Data extracted from a collection:

Segment Open

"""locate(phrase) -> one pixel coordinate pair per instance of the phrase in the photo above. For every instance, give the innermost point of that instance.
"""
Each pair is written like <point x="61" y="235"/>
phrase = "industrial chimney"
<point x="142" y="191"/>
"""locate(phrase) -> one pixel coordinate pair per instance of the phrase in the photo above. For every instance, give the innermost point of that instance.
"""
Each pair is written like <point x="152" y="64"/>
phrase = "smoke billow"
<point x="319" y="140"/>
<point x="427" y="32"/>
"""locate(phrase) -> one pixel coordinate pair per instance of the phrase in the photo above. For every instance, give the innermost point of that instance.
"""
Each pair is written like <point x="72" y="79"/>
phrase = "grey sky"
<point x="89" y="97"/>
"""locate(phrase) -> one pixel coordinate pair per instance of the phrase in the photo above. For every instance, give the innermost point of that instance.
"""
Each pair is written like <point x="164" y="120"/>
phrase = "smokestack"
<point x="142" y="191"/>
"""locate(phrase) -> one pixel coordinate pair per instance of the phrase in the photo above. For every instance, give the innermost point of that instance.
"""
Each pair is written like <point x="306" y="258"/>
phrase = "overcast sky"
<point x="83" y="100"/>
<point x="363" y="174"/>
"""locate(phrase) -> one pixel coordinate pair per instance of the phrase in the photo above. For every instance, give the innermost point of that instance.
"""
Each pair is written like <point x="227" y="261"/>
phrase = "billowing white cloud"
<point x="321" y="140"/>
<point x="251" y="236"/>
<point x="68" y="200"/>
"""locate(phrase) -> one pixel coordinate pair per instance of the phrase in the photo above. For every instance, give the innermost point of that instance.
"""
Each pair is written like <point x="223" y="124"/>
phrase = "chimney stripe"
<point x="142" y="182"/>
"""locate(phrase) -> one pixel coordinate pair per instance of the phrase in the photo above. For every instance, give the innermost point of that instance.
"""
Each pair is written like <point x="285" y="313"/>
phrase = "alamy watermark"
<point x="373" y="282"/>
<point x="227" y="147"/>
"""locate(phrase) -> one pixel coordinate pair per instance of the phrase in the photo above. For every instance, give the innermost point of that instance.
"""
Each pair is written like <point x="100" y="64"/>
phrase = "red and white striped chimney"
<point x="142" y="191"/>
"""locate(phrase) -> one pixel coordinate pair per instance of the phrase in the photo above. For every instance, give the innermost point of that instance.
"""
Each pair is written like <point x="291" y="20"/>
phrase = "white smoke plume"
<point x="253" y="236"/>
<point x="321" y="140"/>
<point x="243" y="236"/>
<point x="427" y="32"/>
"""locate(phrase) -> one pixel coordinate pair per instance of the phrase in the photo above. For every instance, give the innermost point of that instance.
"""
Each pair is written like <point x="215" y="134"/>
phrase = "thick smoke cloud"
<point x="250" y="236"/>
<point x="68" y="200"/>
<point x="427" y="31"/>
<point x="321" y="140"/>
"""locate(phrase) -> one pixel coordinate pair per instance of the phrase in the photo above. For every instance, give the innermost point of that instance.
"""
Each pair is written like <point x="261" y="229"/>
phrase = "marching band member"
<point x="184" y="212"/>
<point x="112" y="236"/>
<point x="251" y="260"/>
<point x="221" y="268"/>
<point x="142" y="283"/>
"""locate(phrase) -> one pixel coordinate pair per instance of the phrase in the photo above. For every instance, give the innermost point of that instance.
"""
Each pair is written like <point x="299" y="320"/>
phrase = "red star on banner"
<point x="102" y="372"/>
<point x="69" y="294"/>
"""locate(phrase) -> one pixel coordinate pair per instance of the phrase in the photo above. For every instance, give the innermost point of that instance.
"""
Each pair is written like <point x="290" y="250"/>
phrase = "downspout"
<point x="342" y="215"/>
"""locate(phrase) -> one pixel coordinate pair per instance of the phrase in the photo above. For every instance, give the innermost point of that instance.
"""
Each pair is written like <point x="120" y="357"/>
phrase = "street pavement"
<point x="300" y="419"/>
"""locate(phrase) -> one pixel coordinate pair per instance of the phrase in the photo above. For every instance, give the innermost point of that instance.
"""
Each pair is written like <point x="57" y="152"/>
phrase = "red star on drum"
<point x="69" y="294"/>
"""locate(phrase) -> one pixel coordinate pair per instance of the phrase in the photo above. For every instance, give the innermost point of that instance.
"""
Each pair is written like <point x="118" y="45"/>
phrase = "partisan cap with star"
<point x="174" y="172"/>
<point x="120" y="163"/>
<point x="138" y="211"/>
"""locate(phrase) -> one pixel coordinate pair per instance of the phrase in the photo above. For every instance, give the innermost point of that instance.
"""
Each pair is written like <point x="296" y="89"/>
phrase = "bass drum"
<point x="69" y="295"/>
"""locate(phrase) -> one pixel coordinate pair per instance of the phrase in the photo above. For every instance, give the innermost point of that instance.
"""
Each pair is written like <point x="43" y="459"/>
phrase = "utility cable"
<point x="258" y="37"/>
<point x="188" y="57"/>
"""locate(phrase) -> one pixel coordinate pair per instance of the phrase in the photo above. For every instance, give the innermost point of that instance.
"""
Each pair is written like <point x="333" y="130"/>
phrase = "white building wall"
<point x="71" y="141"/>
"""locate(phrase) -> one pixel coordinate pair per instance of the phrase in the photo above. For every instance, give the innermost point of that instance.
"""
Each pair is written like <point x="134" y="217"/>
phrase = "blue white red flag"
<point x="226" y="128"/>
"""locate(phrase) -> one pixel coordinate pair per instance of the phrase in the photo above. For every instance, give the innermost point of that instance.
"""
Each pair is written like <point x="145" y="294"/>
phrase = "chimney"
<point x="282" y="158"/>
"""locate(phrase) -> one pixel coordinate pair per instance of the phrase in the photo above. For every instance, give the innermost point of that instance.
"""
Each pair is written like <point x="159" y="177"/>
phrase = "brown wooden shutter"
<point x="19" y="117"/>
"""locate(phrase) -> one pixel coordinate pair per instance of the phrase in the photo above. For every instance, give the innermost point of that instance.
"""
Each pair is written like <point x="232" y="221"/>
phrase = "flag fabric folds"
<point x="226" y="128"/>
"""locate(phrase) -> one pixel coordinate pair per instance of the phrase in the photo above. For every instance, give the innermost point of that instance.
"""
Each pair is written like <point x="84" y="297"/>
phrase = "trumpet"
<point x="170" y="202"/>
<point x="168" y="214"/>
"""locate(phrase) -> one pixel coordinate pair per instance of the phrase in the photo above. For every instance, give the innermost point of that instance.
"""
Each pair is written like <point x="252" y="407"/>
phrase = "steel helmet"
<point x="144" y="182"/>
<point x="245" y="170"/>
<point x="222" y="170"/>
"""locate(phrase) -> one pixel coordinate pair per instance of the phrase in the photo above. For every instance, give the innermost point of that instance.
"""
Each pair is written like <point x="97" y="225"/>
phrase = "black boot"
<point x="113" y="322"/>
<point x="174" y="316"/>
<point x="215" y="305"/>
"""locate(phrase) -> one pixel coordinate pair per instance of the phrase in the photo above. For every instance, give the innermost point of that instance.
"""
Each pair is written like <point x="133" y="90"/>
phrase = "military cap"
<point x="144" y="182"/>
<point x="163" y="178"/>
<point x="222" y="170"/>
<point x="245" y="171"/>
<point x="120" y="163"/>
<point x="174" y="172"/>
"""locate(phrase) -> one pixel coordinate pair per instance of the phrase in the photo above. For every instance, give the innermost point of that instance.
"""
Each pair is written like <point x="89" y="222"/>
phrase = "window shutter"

Segment Closed

Work instructions: Transcribe each record above exactly. Skip none.

Solved exercise:
"""locate(phrase) -> one pixel coordinate pair per instance of the phrase in the photo above. For every instance, give the innermost point of that instance.
"""
Each pair is written like <point x="61" y="235"/>
phrase = "industrial chimney"
<point x="142" y="191"/>
"""locate(phrase) -> one pixel coordinate pair per instance of the phrase in the photo above. For every instance, give the innermost point of that instance.
"""
Each pair is written like <point x="152" y="64"/>
phrase = "smoke billow"
<point x="319" y="140"/>
<point x="427" y="32"/>
"""locate(phrase) -> one pixel coordinate pair per instance of the phrase in the photo above. For every instance, give the innermost point of that instance.
"""
Each pair is written like <point x="72" y="79"/>
phrase = "grey sky"
<point x="89" y="97"/>
"""locate(phrase) -> one pixel coordinate pair per instance of the phrase in the photo above. For every instance, give the innermost point of that instance.
"""
Each pair is written like <point x="164" y="120"/>
phrase = "smokestack"
<point x="142" y="191"/>
"""locate(phrase) -> one pixel coordinate pair per instance of the phrase in the photo above. For every instance, give the innermost point of that instance.
"""
Each pair is written like <point x="306" y="258"/>
phrase = "overcast sky"
<point x="83" y="100"/>
<point x="363" y="174"/>
"""locate(phrase) -> one pixel coordinate pair per instance of the phrase in the photo above. For every instance, give the innermost point of that instance.
"""
Each pair is written like <point x="227" y="261"/>
phrase = "billowing white cloud"
<point x="321" y="140"/>
<point x="251" y="236"/>
<point x="68" y="200"/>
"""locate(phrase) -> one pixel coordinate pair per instance of the phrase in the photo above. For every instance, give the innermost point of that instance.
"""
Each pair is written like <point x="223" y="124"/>
phrase = "chimney stripe"
<point x="142" y="182"/>
"""locate(phrase) -> one pixel coordinate pair per instance of the phrase in the photo above. For every instance, give the innermost point of that instance.
"""
Each pair is written like <point x="285" y="313"/>
phrase = "alamy watermark"
<point x="373" y="282"/>
<point x="227" y="147"/>
"""locate(phrase) -> one pixel coordinate pair per instance of the phrase in the photo above. For every instance, give the innermost point of that instance.
"""
Each pair is written like <point x="100" y="64"/>
phrase = "red and white striped chimney"
<point x="142" y="191"/>
"""locate(phrase) -> one pixel coordinate pair per instance of the phrase in the photo above. For every instance, give the innermost point of that instance.
"""
Each pair is written like <point x="291" y="20"/>
phrase = "white smoke plume"
<point x="253" y="236"/>
<point x="321" y="140"/>
<point x="243" y="236"/>
<point x="427" y="32"/>
"""locate(phrase) -> one pixel coordinate pair per instance of the phrase in the photo above. For every instance, give the innermost point of that instance.
"""
Each pair is written like <point x="215" y="134"/>
phrase = "thick smoke cloud"
<point x="250" y="236"/>
<point x="68" y="200"/>
<point x="427" y="31"/>
<point x="321" y="140"/>
"""locate(phrase) -> one pixel coordinate pair per instance of the phrase in the photo above. For every instance, give the innermost point of that instance.
"""
Each pair is written like <point x="261" y="229"/>
phrase = "marching band member"
<point x="184" y="212"/>
<point x="112" y="236"/>
<point x="251" y="260"/>
<point x="221" y="268"/>
<point x="142" y="283"/>
"""locate(phrase) -> one pixel coordinate pair per instance of the phrase in the photo above. For every instance, give the innermost point of that instance.
"""
Each pair is written like <point x="299" y="320"/>
phrase = "red star on banner"
<point x="102" y="372"/>
<point x="69" y="294"/>
"""locate(phrase) -> one pixel coordinate pair per instance of the phrase in the photo above. For every instance, give the innermost point of that instance.
"""
Each pair is written like <point x="290" y="250"/>
phrase = "downspout"
<point x="342" y="215"/>
"""locate(phrase) -> one pixel coordinate pair per instance of the phrase in the photo above. For every instance, give the innermost point of that instance.
"""
Each pair is written like <point x="120" y="357"/>
phrase = "street pavement"
<point x="300" y="419"/>
"""locate(phrase) -> one pixel coordinate pair per instance of the phrase in the photo above. For every instance, give the innermost point of that instance.
"""
Each pair is written like <point x="57" y="152"/>
phrase = "red star on drum"
<point x="69" y="294"/>
"""locate(phrase) -> one pixel coordinate pair per instance of the phrase in the photo above. For every instance, give the innermost point of that instance.
"""
Each pair is written like <point x="118" y="45"/>
phrase = "partisan cap with star"
<point x="174" y="172"/>
<point x="120" y="163"/>
<point x="138" y="211"/>
"""locate(phrase) -> one pixel coordinate pair per instance of the phrase in the photo above. For every instance, give the innermost point of that instance.
"""
Each pair is written like <point x="296" y="89"/>
phrase = "bass drum"
<point x="69" y="295"/>
"""locate(phrase) -> one pixel coordinate pair per instance of the phrase in the photo above. For every instance, give the innermost point of that instance.
"""
Each pair is written like <point x="43" y="459"/>
phrase = "utility cable"
<point x="258" y="37"/>
<point x="188" y="57"/>
"""locate(phrase) -> one pixel coordinate pair per instance of the phrase in the photo above. For every instance, give the innermost point of that instance.
"""
Each pair is written like <point x="333" y="130"/>
phrase = "white building wall"
<point x="71" y="141"/>
"""locate(phrase) -> one pixel coordinate pair per instance of the phrase in the photo above. For every instance, give the innermost point of that instance.
"""
Each pair is written like <point x="134" y="217"/>
phrase = "blue white red flag"
<point x="226" y="128"/>
"""locate(phrase) -> one pixel coordinate pair per instance of the phrase in the photo above. For every instance, give the innermost point of that instance.
"""
Each pair is written like <point x="145" y="294"/>
phrase = "chimney"
<point x="282" y="158"/>
"""locate(phrase) -> one pixel coordinate pair per instance of the phrase in the photo above. For every instance, give the innermost point of that instance.
"""
Each pair is written like <point x="159" y="177"/>
phrase = "brown wooden shutter"
<point x="19" y="117"/>
"""locate(phrase) -> one pixel coordinate pair per instance of the phrase in the photo above. For every instance, give the innermost point of that instance.
"""
Each pair is written like <point x="232" y="221"/>
phrase = "flag fabric folds"
<point x="226" y="128"/>
"""locate(phrase) -> one pixel coordinate pair per instance of the phrase in the photo above. For every instance, give the innermost point of that instance.
"""
Each pair is written like <point x="84" y="297"/>
phrase = "trumpet"
<point x="170" y="202"/>
<point x="168" y="214"/>
"""locate(phrase) -> one pixel coordinate pair per instance of the phrase in the photo above. For every instance, give the innermost point of that instance.
"""
Each pair is written like <point x="252" y="407"/>
phrase = "steel helmet"
<point x="144" y="182"/>
<point x="245" y="170"/>
<point x="222" y="170"/>
"""locate(phrase) -> one pixel coordinate pair per instance of the phrase in the photo above. For every instance, give the innermost point of that instance.
"""
Each pair is written like <point x="97" y="225"/>
phrase = "black boot"
<point x="113" y="322"/>
<point x="174" y="316"/>
<point x="215" y="305"/>
"""locate(phrase) -> one pixel coordinate pair per instance of the phrase in the photo above. For every instance, give the innermost point of that instance.
"""
Each pair is written like <point x="133" y="90"/>
phrase = "military cap"
<point x="144" y="182"/>
<point x="163" y="178"/>
<point x="222" y="170"/>
<point x="245" y="171"/>
<point x="120" y="163"/>
<point x="174" y="172"/>
"""locate(phrase) -> one pixel coordinate pair per instance of the phrase in the photo above. For every instance, give the innermost point of that instance.
"""
Each pair is written like <point x="89" y="222"/>
phrase = "window shutter"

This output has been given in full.